__WHAT YOU HAVE TO DO__. Copy out the listing below exactly, please, and skip any pictures.

__INPUT__.

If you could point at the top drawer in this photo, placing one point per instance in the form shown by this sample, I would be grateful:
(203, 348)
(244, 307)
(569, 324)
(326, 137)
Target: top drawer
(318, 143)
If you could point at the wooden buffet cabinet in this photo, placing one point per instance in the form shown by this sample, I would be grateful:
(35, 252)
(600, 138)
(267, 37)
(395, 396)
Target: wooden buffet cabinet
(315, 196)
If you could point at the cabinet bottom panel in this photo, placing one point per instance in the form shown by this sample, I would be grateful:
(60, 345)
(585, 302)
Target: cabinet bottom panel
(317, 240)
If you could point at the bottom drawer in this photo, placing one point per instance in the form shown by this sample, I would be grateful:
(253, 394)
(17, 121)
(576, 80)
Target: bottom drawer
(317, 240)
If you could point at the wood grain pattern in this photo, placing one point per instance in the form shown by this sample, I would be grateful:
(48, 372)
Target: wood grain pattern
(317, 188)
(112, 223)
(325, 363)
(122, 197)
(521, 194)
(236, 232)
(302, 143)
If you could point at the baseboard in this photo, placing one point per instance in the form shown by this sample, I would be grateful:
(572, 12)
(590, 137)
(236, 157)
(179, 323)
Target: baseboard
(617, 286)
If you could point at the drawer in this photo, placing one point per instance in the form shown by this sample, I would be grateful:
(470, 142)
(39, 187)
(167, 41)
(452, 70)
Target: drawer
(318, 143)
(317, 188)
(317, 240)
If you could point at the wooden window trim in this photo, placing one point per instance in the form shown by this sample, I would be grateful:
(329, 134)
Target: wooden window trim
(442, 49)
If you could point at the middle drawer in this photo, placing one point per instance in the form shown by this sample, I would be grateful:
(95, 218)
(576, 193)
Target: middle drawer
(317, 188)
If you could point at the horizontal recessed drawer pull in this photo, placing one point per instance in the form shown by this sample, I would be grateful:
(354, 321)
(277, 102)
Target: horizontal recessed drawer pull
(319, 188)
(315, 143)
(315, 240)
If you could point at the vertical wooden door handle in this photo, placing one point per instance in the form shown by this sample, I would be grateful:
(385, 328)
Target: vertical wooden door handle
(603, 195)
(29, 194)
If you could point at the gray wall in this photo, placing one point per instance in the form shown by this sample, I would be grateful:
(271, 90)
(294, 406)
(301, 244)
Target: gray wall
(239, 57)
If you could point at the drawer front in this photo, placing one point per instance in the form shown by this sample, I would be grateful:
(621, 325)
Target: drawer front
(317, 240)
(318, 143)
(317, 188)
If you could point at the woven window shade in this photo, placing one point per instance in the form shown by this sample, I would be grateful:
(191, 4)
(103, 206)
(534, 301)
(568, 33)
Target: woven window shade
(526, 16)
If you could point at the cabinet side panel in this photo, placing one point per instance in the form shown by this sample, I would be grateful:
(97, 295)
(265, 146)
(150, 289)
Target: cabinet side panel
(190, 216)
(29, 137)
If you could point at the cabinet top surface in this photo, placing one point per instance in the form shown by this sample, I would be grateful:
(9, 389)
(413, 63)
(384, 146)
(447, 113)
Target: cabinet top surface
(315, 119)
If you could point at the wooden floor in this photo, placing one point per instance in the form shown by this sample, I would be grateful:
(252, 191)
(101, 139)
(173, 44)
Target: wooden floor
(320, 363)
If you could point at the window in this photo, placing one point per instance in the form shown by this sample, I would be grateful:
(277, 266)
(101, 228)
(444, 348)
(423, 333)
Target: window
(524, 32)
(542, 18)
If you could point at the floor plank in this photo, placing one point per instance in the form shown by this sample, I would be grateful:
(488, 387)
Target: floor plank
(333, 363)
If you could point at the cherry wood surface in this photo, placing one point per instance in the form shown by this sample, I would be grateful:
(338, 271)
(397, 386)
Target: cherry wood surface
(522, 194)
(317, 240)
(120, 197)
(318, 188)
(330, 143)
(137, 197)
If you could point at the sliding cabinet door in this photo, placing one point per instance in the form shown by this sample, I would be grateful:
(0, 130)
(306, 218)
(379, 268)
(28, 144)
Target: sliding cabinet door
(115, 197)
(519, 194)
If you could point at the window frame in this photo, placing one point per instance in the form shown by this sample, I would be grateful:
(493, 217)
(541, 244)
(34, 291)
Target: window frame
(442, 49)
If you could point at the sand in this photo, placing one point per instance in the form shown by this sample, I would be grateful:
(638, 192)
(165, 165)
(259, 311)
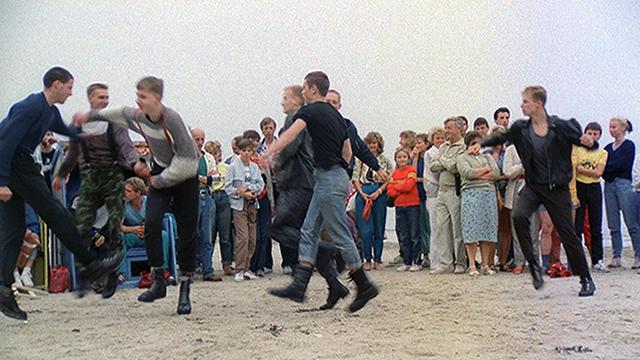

__ANSWER TO THE EXERCISE__.
If you could point at the top drawer in this photo, placing one point per instance in the form shown by this sample, I would be grateful:
(203, 348)
(244, 307)
(569, 324)
(326, 137)
Target: top drawer
(318, 143)
If you could point at the wooden buffet cabinet in this photo, placing one point per instance in the form shown by this sample, I would be grateful:
(35, 252)
(600, 138)
(267, 37)
(395, 396)
Target: wooden buffet cabinet
(315, 196)
If you could point at the cabinet bottom panel in this photo, placing one point per instance in the form shown by this sample, I would be grateful:
(60, 345)
(585, 302)
Target: cabinet bottom panel
(317, 240)
If you could point at the bottom drawer in this photo, placing one point per instance in the form shown by this sample, I would be grateful:
(253, 394)
(17, 121)
(576, 80)
Target: bottom drawer
(317, 240)
If you could point at the wood grain pattern in this photo, placing one point per instance in the form shown by this sample, I would be grateful:
(48, 372)
Target: wood grain pattern
(317, 188)
(112, 223)
(325, 363)
(122, 197)
(521, 194)
(236, 232)
(302, 143)
If you could point at the baseboard in this photo, placing one point per instance in the form shown by this sample, I would be grateful:
(572, 12)
(590, 137)
(236, 157)
(179, 323)
Target: baseboard
(617, 286)
If you could point at the drawer in this photo, placing one point per instance in the form shown by this sample, I would be grateful:
(470, 142)
(39, 187)
(167, 41)
(452, 70)
Target: drawer
(318, 143)
(317, 188)
(317, 240)
If you could point at the wooden window trim in this photo, placing one point per instance in the form shown by this sample, I would be grateful:
(329, 134)
Target: wooden window trim
(442, 49)
If you could point at the middle drawer in this photo, placing one point per instance in the form shown by this sample, I would be grateful:
(95, 218)
(576, 193)
Target: middle drawer
(317, 188)
If you could point at the horizontal recessed drawer pull in this photo, placing one point per instance in the form shown by this sample, I would be grateful:
(354, 321)
(277, 102)
Target: horizontal recessed drawer pull
(319, 188)
(315, 143)
(315, 240)
If you could point at the vertical wooden door handle in this photo, placing one point per instance in the form shown by this sample, I would be grateful:
(385, 328)
Target: vertical wooden door handle
(603, 195)
(29, 194)
If you could point at the gray wall in this photo, placing one point per instance in the form shown by this sample, I would be grateful:
(271, 90)
(294, 406)
(301, 244)
Target: gray wall
(239, 57)
If you could point at the drawer front in this photo, placing one point per instance in the form shown by this sample, I would be grateful:
(621, 325)
Target: drawer front
(317, 240)
(318, 143)
(317, 188)
If you could point at the woven window shade in this photo, placing one point per instance in the form shown by this sample, I would be grateful:
(191, 4)
(103, 206)
(534, 301)
(568, 33)
Target: woven window shade
(526, 16)
If you could point at the cabinet side panel in this photo, placing one point per instance in the form shown by this sample, I would be grateful:
(97, 295)
(265, 146)
(150, 289)
Target: cabinet side panel
(190, 216)
(29, 137)
If you could point at the cabinet top surface in this photo, placing one point per instance in the form shown by this sample, I would be grateful:
(9, 389)
(413, 63)
(384, 146)
(447, 113)
Target: cabinet top surface
(315, 119)
If you could point at the wooden floor in this photo, placing one point per instance in the form shown by this sample, I would be grateful:
(252, 191)
(101, 139)
(173, 44)
Target: wooden floor
(320, 363)
If you could point at the window in this photo, placing one point per instance in the form shown by this sample, I would be grateful:
(277, 266)
(101, 228)
(444, 348)
(423, 333)
Target: window
(524, 32)
(542, 18)
If you could point at the floor plank in this photo, placing one point per instance in the form shown by this sample, I would be grateful:
(488, 387)
Target: floor plank
(333, 363)
If you could point at the cherry wood surface in this photo, placing one point per instance in the form shown by this sample, I would be grateful:
(338, 271)
(397, 386)
Target: cherry wood surface
(522, 194)
(317, 240)
(120, 197)
(318, 188)
(330, 143)
(137, 197)
If you could point at the sliding cabinet door in this photo, placing one point per instance in the form shown by this sample, I would be grateful:
(0, 130)
(306, 218)
(379, 268)
(28, 144)
Target: sliding cabinet door
(115, 197)
(519, 194)
If you could point at the window frame in this photo, placing one point per instance in the form shown by this sample, I would be grateful:
(493, 217)
(541, 244)
(34, 291)
Target: window frame
(442, 49)
If you could point at the sand in this photo, placing one point per instance in the form shown by this sample, I would be grateful:
(638, 192)
(165, 165)
(259, 311)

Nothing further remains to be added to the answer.